Source text:
[Start]

Sagamore Farm made a profound impression on the sport in 2010 when Shared Account won the $2 million Breeders’ Cup Fillies and Mares race. Last year, Monzon finished ninth in the Belmont.

And what of Tiger Walk, the fourth-place finisher in the Wood Memorial? Trained by Ignaco Correas, the dark bay son of Tale of the Cat will have two-time Preakness winner Kent Desormeaux in the saddle.

Tiger Walk will wear blinkers for the first time Saturday, a change Correas hopes will improve the horse’s focus.


The always confident Plank won’t predict a victory, but the other 13 entrants don’t concern him - including Kentucky Derby winner I’ll Have Another.

“We won the Breeders’ Cup two years ago with a 46-1 long shot,’’ Plank said. “Nobody thought that she could do it. But she won. That’s what makes horse racing great - that lottery ticket in your pocket.’’

Hansen out

Juvenile champion Hansen will not run in the Preakness.

[End]

Coordinate annotation records
[Start]

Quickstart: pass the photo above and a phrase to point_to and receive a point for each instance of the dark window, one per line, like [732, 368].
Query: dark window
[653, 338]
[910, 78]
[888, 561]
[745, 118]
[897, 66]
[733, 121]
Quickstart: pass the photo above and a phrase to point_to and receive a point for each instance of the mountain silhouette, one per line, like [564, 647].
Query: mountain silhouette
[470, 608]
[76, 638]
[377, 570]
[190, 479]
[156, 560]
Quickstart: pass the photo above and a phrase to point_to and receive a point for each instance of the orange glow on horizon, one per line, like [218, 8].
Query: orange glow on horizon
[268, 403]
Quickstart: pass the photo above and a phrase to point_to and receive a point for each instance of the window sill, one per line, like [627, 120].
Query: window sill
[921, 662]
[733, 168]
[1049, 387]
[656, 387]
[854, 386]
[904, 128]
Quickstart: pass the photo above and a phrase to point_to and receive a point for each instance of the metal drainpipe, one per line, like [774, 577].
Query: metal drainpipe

[End]

Aim 1: According to the Preakness report, why will Tiger Walk wear blinkers on Saturday? Answer in one to three sentences.
Aim 2: Proceed with the Preakness report, picking up right after its final sentence.

Exercise response 1: Trainer Ignaco Correas hopes the blinkers, which Tiger Walk will wear for the first time, will improve the horse's focus.

Exercise response 2:
The near all-white colt won the Breeders’ Cup Juvenile in November and the Gotham Stakes in March to put him among the favorites at the Kentucky Derby. But Hansen, who had sprinted to the front in his other starts, was caught in traffic and never a factor. He finished ninth.

Bodemeister in

Bodemeister is headed to the Preakness to challenge I’ll Have Another after their memorable finish in the Derby.


Bodemeister set a blistering early pace in the Derby only to be caught in the final 100 yards by I’ll Have Another and finish second, giving owner Ahmed Zayat his third runner-up finish in the race in the last four years. Zayat was on hand Monday to watch Bodemeister to make sure the horse was ready to travel to Baltimore for Saturday’s race.